# START OF RECORDS FOR THE TASK
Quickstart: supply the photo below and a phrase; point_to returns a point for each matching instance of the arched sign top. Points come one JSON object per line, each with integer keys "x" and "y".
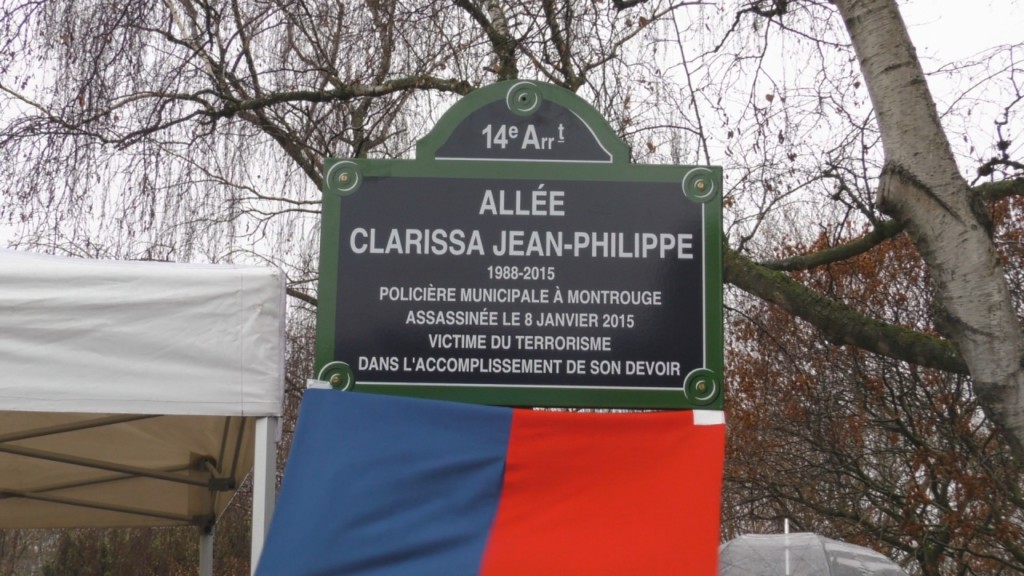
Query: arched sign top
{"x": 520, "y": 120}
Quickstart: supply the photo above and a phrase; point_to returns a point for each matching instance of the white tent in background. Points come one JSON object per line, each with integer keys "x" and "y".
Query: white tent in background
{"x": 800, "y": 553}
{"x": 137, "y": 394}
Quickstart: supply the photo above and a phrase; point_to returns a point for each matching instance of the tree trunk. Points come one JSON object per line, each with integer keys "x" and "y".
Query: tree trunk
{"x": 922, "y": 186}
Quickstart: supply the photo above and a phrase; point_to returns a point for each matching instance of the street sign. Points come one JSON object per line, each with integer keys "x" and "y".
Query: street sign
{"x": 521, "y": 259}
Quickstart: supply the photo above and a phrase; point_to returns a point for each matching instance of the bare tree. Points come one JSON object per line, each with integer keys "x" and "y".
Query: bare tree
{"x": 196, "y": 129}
# END OF RECORDS FOR THE TASK
# START OF RECORDS FOR THE TASK
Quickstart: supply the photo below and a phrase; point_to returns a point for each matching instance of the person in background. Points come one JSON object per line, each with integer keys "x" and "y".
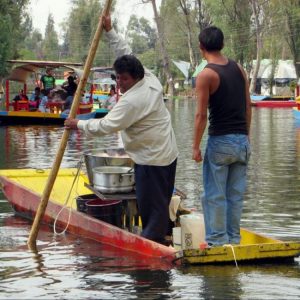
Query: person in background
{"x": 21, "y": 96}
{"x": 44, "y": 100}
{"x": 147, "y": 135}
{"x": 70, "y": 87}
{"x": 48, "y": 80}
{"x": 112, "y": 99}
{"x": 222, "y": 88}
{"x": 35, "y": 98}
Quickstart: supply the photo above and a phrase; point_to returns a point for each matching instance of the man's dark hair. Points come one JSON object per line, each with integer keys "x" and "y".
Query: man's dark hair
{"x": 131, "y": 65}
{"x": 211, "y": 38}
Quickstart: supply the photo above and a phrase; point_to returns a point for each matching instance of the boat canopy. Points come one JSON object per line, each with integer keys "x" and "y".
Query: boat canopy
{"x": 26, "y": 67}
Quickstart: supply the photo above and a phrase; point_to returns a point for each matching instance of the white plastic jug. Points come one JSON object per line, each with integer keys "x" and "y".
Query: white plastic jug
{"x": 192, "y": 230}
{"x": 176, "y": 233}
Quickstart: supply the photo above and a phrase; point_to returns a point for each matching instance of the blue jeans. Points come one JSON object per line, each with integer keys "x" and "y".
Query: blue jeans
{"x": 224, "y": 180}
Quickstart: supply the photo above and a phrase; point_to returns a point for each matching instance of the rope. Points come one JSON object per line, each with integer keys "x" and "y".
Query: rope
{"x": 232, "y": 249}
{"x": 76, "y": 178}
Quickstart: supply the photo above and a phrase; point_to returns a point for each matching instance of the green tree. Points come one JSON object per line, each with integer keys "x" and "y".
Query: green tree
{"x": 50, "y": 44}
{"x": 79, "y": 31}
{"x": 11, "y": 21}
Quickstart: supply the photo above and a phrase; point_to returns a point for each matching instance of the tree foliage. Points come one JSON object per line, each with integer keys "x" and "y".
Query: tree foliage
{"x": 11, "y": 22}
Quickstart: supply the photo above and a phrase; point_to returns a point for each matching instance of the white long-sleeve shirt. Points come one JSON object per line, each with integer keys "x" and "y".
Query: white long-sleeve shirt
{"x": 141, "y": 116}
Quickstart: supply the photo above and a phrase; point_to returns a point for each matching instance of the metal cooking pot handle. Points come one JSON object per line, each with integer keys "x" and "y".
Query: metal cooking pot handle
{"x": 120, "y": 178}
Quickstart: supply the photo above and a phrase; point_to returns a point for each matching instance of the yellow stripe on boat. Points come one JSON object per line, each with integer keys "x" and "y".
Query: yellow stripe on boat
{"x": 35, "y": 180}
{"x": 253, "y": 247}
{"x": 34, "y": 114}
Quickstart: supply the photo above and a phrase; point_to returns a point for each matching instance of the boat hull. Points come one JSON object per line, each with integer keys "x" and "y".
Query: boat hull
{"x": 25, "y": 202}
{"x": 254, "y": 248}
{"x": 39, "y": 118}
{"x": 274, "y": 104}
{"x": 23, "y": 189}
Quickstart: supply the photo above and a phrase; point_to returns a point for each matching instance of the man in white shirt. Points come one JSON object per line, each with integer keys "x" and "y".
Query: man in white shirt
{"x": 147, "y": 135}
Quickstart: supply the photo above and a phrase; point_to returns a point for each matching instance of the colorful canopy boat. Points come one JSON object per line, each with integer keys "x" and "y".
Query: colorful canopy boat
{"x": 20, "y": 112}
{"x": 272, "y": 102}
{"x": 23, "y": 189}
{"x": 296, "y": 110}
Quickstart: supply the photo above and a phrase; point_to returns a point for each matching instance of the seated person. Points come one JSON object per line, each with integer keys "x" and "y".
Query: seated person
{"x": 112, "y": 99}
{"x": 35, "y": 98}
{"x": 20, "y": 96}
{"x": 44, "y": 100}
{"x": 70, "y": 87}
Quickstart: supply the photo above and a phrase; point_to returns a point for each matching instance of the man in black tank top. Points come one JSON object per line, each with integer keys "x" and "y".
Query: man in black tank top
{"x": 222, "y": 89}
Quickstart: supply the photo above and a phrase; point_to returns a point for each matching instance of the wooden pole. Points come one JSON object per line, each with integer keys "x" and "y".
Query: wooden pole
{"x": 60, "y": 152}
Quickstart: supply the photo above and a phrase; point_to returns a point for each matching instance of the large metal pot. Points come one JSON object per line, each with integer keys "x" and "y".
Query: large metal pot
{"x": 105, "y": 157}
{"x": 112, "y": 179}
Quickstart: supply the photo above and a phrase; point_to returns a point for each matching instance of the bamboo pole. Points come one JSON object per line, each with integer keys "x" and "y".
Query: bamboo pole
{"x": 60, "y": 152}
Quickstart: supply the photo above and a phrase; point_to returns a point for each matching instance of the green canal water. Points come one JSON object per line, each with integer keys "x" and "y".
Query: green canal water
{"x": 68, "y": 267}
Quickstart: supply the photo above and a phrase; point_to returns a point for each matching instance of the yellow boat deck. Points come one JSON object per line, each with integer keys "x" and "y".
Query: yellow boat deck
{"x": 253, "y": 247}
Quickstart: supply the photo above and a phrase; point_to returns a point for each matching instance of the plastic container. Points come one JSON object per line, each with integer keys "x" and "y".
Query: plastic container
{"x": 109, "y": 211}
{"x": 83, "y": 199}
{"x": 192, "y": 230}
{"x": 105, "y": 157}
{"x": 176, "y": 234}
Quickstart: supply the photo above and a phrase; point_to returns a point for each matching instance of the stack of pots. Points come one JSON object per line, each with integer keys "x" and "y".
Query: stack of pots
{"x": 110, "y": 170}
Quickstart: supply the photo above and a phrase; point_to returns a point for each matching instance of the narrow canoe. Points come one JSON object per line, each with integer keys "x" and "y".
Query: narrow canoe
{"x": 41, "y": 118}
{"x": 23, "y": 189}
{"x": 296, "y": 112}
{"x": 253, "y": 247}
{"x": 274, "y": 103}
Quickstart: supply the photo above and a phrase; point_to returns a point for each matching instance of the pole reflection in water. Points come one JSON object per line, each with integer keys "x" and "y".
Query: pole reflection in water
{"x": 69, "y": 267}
# END OF RECORDS FOR THE TASK
● TASK TO COMPLETE:
Filter the listing above, keeping only the lines that contain the word "large". Copy each of those lines in full.

● COMPLETE RESPONSE:
Quickstart: supply the photo above and a phrase; point_to returns a point for each matching instance of the large metal pot. Points come one JSON object per line, each with integer keys "x" and "y".
Query: large metal pot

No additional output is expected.